> _Data listing_:
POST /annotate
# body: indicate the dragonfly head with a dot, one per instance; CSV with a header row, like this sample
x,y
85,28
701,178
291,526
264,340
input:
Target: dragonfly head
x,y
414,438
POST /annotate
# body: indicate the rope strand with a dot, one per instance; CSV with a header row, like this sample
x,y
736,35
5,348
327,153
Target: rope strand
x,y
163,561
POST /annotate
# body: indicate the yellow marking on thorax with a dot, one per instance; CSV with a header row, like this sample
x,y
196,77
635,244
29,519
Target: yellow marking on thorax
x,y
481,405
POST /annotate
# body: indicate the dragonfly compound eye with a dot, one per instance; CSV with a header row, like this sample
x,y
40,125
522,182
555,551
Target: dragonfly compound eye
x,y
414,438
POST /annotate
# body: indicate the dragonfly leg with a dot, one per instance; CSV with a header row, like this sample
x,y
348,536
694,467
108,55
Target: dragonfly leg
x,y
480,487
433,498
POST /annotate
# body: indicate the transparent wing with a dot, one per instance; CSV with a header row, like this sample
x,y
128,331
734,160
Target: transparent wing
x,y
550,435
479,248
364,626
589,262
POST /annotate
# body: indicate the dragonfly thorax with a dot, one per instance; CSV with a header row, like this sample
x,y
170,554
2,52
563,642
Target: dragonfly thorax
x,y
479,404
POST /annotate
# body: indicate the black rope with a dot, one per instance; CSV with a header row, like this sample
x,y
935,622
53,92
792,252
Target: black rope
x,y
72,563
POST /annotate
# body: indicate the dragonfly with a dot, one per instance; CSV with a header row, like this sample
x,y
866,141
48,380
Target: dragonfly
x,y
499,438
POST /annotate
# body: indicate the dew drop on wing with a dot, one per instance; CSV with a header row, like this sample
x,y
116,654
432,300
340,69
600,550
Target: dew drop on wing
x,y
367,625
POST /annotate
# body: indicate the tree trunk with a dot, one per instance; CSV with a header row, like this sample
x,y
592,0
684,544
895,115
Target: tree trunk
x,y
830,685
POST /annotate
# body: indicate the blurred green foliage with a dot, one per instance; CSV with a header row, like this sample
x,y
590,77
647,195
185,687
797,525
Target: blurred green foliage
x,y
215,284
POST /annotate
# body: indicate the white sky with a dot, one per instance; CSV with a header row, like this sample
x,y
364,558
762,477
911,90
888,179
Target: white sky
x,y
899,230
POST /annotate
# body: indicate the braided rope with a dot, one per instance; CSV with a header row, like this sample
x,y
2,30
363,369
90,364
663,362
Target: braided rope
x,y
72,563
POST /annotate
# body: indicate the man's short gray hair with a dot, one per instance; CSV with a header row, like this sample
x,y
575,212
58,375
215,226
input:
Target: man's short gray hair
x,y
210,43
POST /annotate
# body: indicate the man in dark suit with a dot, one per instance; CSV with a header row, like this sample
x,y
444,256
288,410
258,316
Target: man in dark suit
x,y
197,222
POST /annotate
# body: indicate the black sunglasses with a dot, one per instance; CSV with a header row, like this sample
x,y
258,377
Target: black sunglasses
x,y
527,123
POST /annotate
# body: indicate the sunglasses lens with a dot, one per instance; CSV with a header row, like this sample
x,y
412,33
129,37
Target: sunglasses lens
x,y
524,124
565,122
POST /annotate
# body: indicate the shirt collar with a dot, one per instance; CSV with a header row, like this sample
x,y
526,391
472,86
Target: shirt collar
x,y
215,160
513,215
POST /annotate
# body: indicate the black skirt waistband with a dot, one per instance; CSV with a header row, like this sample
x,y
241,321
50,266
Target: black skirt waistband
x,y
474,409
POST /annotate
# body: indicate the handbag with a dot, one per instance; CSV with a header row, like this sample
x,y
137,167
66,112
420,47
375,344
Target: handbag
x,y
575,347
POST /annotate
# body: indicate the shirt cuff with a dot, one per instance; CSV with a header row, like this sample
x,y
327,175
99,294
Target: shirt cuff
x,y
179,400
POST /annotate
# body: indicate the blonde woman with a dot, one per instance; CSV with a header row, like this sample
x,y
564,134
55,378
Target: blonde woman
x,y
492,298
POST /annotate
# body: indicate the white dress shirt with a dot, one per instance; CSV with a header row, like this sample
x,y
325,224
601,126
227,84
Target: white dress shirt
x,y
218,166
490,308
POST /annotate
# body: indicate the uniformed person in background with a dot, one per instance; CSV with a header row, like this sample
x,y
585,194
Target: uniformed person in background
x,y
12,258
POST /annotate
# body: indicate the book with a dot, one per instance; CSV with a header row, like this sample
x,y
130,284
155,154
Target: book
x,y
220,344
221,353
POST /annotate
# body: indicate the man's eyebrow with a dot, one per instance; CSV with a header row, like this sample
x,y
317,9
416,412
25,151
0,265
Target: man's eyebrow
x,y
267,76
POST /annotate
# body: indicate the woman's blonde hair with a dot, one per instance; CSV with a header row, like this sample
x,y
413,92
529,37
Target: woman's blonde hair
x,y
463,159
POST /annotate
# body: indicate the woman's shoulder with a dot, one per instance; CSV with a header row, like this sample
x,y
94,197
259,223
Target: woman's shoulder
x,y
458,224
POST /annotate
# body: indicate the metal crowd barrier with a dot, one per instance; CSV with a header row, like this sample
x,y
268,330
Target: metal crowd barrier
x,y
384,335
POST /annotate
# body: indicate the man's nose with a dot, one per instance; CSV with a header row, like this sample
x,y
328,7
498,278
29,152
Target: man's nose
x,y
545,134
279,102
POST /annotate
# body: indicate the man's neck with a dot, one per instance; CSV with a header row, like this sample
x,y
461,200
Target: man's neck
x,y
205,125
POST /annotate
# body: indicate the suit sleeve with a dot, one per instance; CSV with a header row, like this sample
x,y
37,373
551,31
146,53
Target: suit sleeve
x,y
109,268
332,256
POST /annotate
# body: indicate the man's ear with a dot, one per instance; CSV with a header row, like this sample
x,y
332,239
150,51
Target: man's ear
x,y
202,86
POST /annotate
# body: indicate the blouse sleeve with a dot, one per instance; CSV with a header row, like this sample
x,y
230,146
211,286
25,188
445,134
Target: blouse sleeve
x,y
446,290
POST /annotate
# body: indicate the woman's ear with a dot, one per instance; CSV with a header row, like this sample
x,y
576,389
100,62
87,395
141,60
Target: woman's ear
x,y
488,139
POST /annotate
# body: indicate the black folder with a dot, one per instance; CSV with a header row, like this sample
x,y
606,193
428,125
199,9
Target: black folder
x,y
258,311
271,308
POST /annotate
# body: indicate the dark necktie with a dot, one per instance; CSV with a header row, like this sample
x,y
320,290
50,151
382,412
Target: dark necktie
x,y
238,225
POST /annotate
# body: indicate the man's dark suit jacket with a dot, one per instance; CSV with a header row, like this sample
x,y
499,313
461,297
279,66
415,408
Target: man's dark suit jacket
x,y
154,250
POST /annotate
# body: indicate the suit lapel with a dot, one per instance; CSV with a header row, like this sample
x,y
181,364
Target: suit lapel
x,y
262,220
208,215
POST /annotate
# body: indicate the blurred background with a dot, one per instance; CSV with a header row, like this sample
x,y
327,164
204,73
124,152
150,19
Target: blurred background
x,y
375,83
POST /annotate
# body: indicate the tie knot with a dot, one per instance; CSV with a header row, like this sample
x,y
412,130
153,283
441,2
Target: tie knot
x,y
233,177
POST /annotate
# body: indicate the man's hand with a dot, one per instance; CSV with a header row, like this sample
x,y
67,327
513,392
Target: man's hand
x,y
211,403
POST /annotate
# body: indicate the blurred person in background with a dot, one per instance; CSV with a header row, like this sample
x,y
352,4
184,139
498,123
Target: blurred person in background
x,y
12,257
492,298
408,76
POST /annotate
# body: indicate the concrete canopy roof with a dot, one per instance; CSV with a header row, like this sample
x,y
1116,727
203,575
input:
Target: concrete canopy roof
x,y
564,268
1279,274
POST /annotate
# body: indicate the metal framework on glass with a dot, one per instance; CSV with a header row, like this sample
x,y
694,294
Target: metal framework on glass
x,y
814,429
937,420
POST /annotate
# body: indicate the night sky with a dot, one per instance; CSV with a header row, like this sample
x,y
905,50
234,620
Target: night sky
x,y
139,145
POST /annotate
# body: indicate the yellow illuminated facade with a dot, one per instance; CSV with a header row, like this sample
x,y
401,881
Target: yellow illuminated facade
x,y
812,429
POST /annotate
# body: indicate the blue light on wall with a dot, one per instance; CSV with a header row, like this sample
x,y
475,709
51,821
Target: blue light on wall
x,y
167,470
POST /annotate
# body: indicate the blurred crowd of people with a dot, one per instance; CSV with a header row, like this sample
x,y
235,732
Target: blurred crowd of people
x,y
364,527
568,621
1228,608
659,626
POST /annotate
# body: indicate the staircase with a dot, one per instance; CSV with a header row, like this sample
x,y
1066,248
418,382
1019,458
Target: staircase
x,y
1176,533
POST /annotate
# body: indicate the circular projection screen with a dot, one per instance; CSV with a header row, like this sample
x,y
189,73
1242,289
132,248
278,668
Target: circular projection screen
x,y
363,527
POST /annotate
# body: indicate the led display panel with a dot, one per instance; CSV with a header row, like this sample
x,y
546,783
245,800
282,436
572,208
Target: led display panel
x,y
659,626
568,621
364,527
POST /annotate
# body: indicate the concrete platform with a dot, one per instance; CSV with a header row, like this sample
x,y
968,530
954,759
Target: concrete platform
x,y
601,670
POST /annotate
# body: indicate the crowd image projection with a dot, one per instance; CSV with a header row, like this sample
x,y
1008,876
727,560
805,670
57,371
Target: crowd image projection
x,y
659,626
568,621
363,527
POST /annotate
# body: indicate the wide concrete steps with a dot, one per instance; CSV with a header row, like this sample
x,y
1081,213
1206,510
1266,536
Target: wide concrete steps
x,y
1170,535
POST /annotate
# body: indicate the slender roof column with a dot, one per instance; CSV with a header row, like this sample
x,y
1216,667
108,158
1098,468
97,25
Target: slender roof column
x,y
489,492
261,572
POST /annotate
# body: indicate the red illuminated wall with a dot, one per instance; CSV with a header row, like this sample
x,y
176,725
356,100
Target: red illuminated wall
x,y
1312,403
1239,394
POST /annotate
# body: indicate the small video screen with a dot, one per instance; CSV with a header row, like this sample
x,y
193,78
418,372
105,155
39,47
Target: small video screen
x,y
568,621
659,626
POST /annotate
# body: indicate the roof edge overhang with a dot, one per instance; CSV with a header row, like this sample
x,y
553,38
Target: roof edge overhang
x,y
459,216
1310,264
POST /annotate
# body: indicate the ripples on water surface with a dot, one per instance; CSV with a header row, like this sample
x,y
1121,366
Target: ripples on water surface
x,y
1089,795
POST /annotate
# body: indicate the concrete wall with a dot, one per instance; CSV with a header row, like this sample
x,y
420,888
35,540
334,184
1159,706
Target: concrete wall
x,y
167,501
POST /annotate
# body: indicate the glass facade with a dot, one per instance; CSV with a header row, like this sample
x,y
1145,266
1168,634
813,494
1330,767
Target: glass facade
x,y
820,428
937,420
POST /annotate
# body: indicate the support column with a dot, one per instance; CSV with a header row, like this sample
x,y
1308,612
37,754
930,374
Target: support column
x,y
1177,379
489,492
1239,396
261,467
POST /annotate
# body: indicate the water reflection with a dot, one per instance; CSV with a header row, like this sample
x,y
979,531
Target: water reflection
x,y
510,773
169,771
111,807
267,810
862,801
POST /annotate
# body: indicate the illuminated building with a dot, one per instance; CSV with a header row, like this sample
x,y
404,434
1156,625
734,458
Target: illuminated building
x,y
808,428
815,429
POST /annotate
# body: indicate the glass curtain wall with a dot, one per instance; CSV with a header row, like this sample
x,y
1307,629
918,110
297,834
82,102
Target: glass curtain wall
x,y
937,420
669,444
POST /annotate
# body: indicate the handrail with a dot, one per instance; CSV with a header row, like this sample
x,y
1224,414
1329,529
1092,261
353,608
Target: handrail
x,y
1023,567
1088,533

> _Instructions for the task_:
Count the lines in the material above that contain the string "sunglasses", and reply with that number alone.

> _Task answer_:
4